### SHORT EXERCISE A
In the records below, begin at the line that contains "Could you please outline every instance of the **priest's" and stop after the line that contains "Please outline every instance of the **priest's eyeglasses**.". Give those lines alone as a JSON list of strings, one string per line, leaving out any blank lines.

### DOCUMENT SECTION
———
= 1993 Jade Solid Gold Best Ten Music Awards Presentation =

Hong Kong music awards ceremony

The 1993 Jade Solid Gold Best Ten Music Awards Presentation () was held in January 1994. It is part of the Jade Solid Gold Best Ten Music Awards Presentation series held in Hong Kong.

==Top 10 song awards==
The top 10 songs (十大勁歌金曲) of 1993 are as follows.

| Song name in Chinese | Artist |
|---|---|
| 祇想一生跟你走 | Jacky Cheung |
| 謝謝你的愛 | Andy Lau |
| 你今天要走 | Sally Yeh |
| 回首 | Hacken Lee |
| 夏日傾情 | Leon Lai |
| 情人Happy Birthday | Andy Lau |
| 一人有一個夢想 | Vivian Lai (黎瑞恩) |
| 狂野之城 | Aaron Kwok |
| 執迷不悔 | Faye Wong |
| 等你等到我心痛 | Jacky Cheung |

==Additional awards==

| Award | Song name (if available for award) | Recipient(s) |
The Best Duet Song Award ( 最受歡迎合唱歌曲獎)
| Gold award | 其實你心裡有沒有我 | Andy Hui, Sammi Cheng |
| Silver award | 選擇 | George Lam, Sally Yeh |
| Bronze award | 流言 | Vivian Chow, Kevin Lin (林隆璇) |
The Most Popular Mandarin Song Award ( 最受歡迎國語歌曲獎 )
| Gold award | 吻別 | Jacky Cheung |
| Silver award | 你是如此難以忘記 | Tony Leung Chiu-Wai |
| Bronze award | 新鴛鴦蝴蝶夢 | Wong Ann |
| The Best Composition Award ( 最佳作曲獎 ) | 你是如此難以忘記 | Music composers: Zau Zi Ping (周治平); Performed by: Tony Leung Chiu-Wai; |
| The Best Lyric Award ( 最佳填詞獎 ) | 吻別 | Lyrics by: Ho Kai Wang (何啟弘); Performed by: Jacky Cheung; |
| The Best Music Arrangement Award ( 最佳編曲獎 ) | 夏日燒著了 | Music Arrangement by: Gary Tong; Performed by: Leon Lai; |
| The Best Song Producer Award ( 最佳歌曲監製獎 ) | 祇想一生跟你走 | Music producer: Michael Au; Performed by: Jacky Cheung; |
The Most Popular New Artist Award, Male singer ( 最受歡迎新人獎, 男歌手 )
———
Region annotation entries
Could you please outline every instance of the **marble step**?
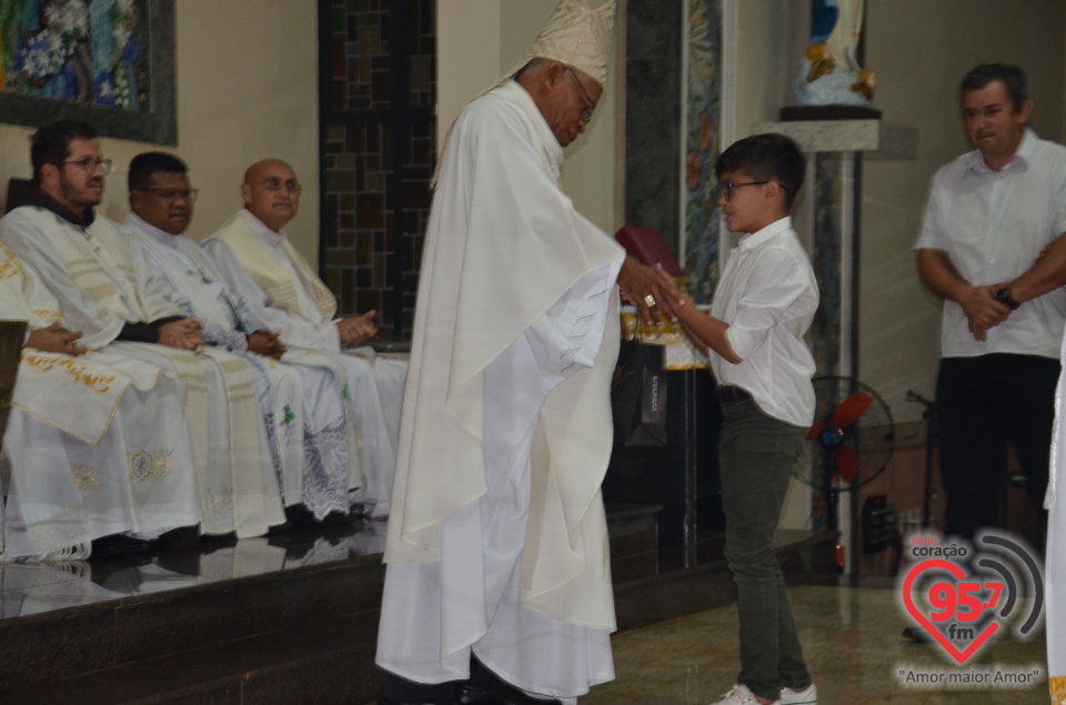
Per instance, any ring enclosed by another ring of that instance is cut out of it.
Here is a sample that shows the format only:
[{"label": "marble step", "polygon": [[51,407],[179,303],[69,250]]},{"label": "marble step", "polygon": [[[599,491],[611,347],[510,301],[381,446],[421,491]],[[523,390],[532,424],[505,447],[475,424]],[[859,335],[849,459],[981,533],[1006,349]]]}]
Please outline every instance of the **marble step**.
[{"label": "marble step", "polygon": [[[611,507],[620,583],[656,575],[657,511]],[[0,644],[18,645],[0,702],[372,702],[383,580],[374,553],[0,620]]]}]

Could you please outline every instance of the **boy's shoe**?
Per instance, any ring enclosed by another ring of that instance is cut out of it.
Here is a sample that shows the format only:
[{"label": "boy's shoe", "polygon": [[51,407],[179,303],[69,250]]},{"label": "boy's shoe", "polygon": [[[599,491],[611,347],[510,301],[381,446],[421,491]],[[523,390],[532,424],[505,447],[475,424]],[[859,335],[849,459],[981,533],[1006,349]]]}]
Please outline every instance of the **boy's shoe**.
[{"label": "boy's shoe", "polygon": [[781,688],[781,705],[816,705],[817,702],[818,688],[813,683],[802,691]]},{"label": "boy's shoe", "polygon": [[[763,705],[756,699],[755,695],[747,689],[746,685],[737,683],[733,689],[725,694],[721,701],[712,705]],[[781,699],[776,699],[771,705],[782,705]]]}]

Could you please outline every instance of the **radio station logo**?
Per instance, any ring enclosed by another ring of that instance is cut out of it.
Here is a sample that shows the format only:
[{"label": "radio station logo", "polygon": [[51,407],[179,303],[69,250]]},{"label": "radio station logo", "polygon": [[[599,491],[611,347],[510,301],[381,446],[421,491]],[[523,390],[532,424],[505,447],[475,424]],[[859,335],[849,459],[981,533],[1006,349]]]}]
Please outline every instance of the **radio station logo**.
[{"label": "radio station logo", "polygon": [[[906,614],[959,665],[1005,630],[1026,638],[1044,617],[1044,577],[1019,537],[984,530],[977,545],[914,535],[904,545],[914,564],[901,573]],[[976,552],[976,553],[975,553]]]}]

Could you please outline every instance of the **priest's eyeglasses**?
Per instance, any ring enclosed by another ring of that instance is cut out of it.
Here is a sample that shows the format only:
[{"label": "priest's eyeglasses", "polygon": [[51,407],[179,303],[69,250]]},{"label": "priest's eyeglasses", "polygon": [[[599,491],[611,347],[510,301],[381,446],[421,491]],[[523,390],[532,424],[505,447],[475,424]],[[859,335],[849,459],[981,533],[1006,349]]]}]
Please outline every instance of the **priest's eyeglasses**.
[{"label": "priest's eyeglasses", "polygon": [[285,180],[279,177],[266,177],[263,179],[263,182],[260,185],[268,191],[281,191],[284,189],[289,193],[300,193],[300,191],[303,189],[303,187],[300,185],[300,182],[295,179]]},{"label": "priest's eyeglasses", "polygon": [[190,203],[197,202],[197,194],[200,193],[199,189],[134,189],[134,191],[148,191],[150,193],[159,194],[159,198],[164,201],[189,201]]},{"label": "priest's eyeglasses", "polygon": [[592,95],[589,94],[589,91],[585,90],[585,87],[581,84],[581,79],[577,78],[577,74],[574,73],[574,70],[570,67],[563,67],[566,69],[567,73],[573,77],[574,82],[577,83],[577,90],[581,91],[582,98],[585,101],[585,109],[581,111],[581,119],[589,123],[592,120],[592,111],[596,109],[596,101],[592,100]]},{"label": "priest's eyeglasses", "polygon": [[93,159],[92,157],[87,157],[84,159],[60,162],[60,164],[74,164],[76,167],[81,167],[82,170],[84,170],[84,172],[90,177],[97,172],[97,169],[102,171],[104,177],[111,173],[110,159]]}]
———
### SHORT EXERCISE B
According to the awards article, who performed the song that received the Best Music Arrangement Award?

### TASK OUTPUT A
[
  "Could you please outline every instance of the **priest's eyeglasses**?",
  "Per instance, any ring enclosed by another ring of that instance is cut out of it.",
  "Here is a sample that shows the format only:",
  "[{\"label\": \"priest's eyeglasses\", \"polygon\": [[51,407],[179,303],[69,250]]},{\"label\": \"priest's eyeglasses\", \"polygon\": [[[599,491],[611,347],[510,301],[381,446],[421,491]],[[523,390],[532,424],[505,447],[475,424]],[[859,335],[849,459],[981,533],[1006,349]]]}]",
  "Please outline every instance of the **priest's eyeglasses**."
]

### TASK OUTPUT B
Leon Lai